Asher Edelman has been sued by Emigrant Bank for more than $3.1 million after allegedly defaulting on some loans, including one to buy a sculpture by Alberto Giacometti, reports Jonathan Stempel for Reuters. Edelman said in an interview that he plans to repay amounts owed “very shortly.” The case is an unusual twist for the seventy-year-old Edelman, who had been a leading figure in the leveraged buyout boom of the 1980s, before turning his focus to the art world.
According to papers filed Tuesday with the New York State Supreme Court in Manhattan, Emigrant had tolerated Edelman’s “long history of late payments, missed payments, other defaults and collateral sales” in a relationship dating to 2006, before finally issuing a default notice on July 1, 2009.
The bank agreed to give Edelman more time to make good on his obligations, but he failed to do so, the papers allege. Hope Tate, a senior banker for Emigrant Bank Fine Art Finance LLC, said in an affidavit that Edelman obtained two loans and a credit line from Emigrant. She said the funds included a $2 million loan for his purchase of Giacometti's Torse de Femme.
Edelman now runs Edelman Arts, a gallery specializing in modern art, on Manhattan's Upper East Side. “Since the year end, the bank and I have been negotiating an extension of a credit that I've had for about the last three or four years,” Edelman said in the interview. “We had negotiations up until Monday and it was only yesterday that I learned from them that they wanted full payment of the loan. They will have full payment of the loan very shortly.”
A lawyer for Emigrant was not immediately available for comment.
A five-year research program published last week that analyzed Liverpool’s year as “European capital of culture” found that the festival year saw 9.7 million visitors to the city, an increase of 34 percent, and generated $1,135,000 for the economy, reports Helen Carter for The Guardian. Media coverage of Liverpool’s cultural attractions doubled and for the first time in decades. The report found that 85 percent of Liverpool residents agreed that it was a better place to live than before.
Dr. Beatriz Garcia, director of the research program, titled “Impacts 08,” said: “We found that general opinion of Liverpool was informed by very dated images of the city, which ranged from positive but fixed associations with the Beatles in the 1960s to more negative views of social deprivation in the 1980s.” She said it presented a richer picture of the city as a modern, multi-faceted place with a vibrant cultural life that reaches far beyond music and football.

◆ Dataset excerpts:
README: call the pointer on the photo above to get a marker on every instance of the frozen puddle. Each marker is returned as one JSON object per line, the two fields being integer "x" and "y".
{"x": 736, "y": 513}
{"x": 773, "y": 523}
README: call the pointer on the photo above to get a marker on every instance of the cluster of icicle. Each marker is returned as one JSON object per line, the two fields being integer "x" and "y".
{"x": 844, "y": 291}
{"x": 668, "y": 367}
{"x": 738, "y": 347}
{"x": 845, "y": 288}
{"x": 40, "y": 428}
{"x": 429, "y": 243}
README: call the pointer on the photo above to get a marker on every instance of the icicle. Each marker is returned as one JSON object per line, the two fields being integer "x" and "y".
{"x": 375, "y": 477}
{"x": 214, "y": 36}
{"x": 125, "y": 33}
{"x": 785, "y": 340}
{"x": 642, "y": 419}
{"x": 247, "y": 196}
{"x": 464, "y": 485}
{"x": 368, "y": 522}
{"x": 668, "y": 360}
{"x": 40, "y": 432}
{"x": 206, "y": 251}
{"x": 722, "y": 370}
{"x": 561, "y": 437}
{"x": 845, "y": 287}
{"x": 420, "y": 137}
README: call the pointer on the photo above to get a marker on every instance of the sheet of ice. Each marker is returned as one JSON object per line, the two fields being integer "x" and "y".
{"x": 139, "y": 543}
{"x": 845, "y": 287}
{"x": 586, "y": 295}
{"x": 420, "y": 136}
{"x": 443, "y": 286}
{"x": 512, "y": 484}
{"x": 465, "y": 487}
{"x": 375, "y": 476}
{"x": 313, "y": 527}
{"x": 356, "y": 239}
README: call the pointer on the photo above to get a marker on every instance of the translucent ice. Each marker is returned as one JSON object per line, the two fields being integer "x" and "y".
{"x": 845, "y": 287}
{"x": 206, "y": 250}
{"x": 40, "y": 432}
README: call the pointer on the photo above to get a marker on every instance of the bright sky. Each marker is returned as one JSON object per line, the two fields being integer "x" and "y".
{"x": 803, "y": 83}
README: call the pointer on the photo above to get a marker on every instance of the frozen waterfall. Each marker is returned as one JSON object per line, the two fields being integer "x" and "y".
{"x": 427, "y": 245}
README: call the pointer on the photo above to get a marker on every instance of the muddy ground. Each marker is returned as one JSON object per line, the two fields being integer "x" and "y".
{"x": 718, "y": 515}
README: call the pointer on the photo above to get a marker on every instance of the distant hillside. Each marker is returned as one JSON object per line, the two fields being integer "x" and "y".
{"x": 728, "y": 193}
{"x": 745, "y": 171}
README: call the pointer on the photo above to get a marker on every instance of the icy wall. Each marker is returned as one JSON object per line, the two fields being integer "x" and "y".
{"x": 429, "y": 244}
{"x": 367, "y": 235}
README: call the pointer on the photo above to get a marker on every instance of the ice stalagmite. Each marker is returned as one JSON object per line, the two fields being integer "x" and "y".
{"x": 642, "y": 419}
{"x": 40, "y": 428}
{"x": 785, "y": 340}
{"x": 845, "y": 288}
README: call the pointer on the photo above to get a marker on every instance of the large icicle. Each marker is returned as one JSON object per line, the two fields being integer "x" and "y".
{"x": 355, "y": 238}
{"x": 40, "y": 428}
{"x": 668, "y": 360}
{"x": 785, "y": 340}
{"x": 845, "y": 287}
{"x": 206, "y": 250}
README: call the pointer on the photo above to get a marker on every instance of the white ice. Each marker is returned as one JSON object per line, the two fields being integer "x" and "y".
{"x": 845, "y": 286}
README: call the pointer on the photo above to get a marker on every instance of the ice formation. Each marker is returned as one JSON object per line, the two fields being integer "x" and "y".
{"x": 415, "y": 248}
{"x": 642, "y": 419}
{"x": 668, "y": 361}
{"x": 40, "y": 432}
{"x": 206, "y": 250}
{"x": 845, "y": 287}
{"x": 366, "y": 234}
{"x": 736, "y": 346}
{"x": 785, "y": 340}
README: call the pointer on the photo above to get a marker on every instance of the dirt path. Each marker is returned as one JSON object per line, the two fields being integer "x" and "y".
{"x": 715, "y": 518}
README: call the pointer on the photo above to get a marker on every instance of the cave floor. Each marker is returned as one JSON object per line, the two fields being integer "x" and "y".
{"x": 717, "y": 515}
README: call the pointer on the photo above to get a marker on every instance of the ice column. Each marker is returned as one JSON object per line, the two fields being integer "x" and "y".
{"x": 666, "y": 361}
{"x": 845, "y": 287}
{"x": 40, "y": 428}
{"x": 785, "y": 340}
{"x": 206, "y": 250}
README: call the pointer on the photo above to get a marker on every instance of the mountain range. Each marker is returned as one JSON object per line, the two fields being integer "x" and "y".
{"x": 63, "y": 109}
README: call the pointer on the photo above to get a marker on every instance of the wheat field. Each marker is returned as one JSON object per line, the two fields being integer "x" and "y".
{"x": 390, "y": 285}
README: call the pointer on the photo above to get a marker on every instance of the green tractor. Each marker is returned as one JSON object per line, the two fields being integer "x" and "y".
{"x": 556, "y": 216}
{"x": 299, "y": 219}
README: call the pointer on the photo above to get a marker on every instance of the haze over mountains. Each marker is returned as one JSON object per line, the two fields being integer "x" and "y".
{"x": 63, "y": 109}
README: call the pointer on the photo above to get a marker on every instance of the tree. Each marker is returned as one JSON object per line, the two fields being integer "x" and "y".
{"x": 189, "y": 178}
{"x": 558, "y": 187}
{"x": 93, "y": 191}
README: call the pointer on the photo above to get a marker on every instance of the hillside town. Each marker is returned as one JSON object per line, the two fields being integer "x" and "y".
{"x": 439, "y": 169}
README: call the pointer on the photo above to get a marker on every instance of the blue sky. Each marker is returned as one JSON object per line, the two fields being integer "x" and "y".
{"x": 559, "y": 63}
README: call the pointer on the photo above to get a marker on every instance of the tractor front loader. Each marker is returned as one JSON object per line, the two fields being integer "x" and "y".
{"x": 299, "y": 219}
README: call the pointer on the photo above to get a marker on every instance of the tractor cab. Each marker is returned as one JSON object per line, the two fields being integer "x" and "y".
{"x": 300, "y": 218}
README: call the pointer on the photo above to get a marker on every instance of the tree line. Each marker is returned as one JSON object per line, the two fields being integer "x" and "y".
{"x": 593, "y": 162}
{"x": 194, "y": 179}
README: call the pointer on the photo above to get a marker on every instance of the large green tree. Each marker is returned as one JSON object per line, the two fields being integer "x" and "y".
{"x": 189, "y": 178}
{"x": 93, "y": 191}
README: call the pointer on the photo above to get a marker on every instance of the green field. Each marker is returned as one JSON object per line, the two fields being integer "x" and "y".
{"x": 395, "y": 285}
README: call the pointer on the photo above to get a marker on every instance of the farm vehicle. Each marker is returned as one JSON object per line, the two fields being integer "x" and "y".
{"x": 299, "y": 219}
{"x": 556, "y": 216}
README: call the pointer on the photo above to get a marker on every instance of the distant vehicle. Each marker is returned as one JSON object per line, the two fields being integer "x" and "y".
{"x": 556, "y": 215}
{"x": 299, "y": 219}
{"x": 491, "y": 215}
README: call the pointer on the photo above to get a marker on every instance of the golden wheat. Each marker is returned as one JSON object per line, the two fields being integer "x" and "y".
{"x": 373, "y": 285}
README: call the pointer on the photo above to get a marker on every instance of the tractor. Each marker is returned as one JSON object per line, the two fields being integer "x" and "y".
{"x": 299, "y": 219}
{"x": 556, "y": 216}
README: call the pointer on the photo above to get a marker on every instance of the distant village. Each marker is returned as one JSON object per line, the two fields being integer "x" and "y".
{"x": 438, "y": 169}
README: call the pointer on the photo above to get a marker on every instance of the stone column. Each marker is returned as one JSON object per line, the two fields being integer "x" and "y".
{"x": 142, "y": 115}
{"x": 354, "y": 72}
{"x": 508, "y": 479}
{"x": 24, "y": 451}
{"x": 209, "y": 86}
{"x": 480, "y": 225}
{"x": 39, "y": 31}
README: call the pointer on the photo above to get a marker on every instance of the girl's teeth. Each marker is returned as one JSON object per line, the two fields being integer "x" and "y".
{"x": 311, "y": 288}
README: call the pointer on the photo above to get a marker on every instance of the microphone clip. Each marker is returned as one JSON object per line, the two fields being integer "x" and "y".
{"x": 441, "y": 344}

◆ Task instructions:
A - Transcribe the news brief on Edelman and Liverpool word for word, from "According to papers" to "Torse de Femme.".
B - List every individual person named in the news brief on Edelman and Liverpool.

◆ Written answers:
A -
According to papers filed Tuesday with the New York State Supreme Court in Manhattan, Emigrant had tolerated Edelman’s “long history of late payments, missed payments, other defaults and collateral sales” in a relationship dating to 2006, before finally issuing a default notice on July 1, 2009.
The bank agreed to give Edelman more time to make good on his obligations, but he failed to do so, the papers allege. Hope Tate, a senior banker for Emigrant Bank Fine Art Finance LLC, said in an affidavit that Edelman obtained two loans and a credit line from Emigrant. She said the funds included a $2 million loan for his purchase of Giacometti's Torse de Femme.

B -
Asher Edelman
Alberto Giacometti
Jonathan Stempel
Hope Tate
Helen Carter
Beatriz Garcia